— Set problem —
Render every line from the one containing "Could you please indicate the grey" through the end of the rows, inclusive, as a Markdown table with the columns No. and Line, numbering each line and omitting blank lines.
++++ Data listing ++++
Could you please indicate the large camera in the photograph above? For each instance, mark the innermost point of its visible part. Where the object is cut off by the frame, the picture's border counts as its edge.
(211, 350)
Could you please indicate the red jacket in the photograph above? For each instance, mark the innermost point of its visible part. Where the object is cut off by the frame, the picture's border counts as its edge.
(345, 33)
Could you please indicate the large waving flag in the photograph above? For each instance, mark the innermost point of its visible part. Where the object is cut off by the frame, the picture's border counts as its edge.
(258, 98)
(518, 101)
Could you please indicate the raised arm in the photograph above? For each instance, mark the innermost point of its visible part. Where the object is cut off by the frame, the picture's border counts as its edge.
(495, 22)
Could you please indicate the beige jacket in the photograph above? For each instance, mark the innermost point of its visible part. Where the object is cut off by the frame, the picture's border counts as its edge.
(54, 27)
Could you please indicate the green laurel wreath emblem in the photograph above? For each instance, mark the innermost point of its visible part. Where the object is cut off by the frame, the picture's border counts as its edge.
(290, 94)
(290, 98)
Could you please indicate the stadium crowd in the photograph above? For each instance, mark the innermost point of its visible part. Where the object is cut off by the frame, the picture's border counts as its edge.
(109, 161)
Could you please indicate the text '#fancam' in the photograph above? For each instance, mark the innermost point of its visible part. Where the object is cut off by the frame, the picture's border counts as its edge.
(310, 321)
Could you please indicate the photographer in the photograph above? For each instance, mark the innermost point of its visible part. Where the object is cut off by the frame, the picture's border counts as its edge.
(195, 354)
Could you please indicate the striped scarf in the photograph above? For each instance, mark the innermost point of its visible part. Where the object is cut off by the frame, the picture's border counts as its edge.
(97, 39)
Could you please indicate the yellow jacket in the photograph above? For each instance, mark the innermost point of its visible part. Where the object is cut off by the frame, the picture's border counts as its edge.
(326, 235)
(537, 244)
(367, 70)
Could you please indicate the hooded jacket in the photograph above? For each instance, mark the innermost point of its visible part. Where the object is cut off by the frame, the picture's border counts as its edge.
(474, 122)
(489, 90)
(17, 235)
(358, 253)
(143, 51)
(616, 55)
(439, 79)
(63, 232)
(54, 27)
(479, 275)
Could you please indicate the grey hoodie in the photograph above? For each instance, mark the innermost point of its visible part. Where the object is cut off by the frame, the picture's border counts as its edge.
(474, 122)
++++
— Task result —
| No. | Line |
|---|---|
| 1 | Could you please indicate the grey hoodie in the photograph above? For each instance, mark the innermost point of its visible part. Where the object is cut off by the frame, the picture's border counts as its edge. |
| 2 | (474, 122) |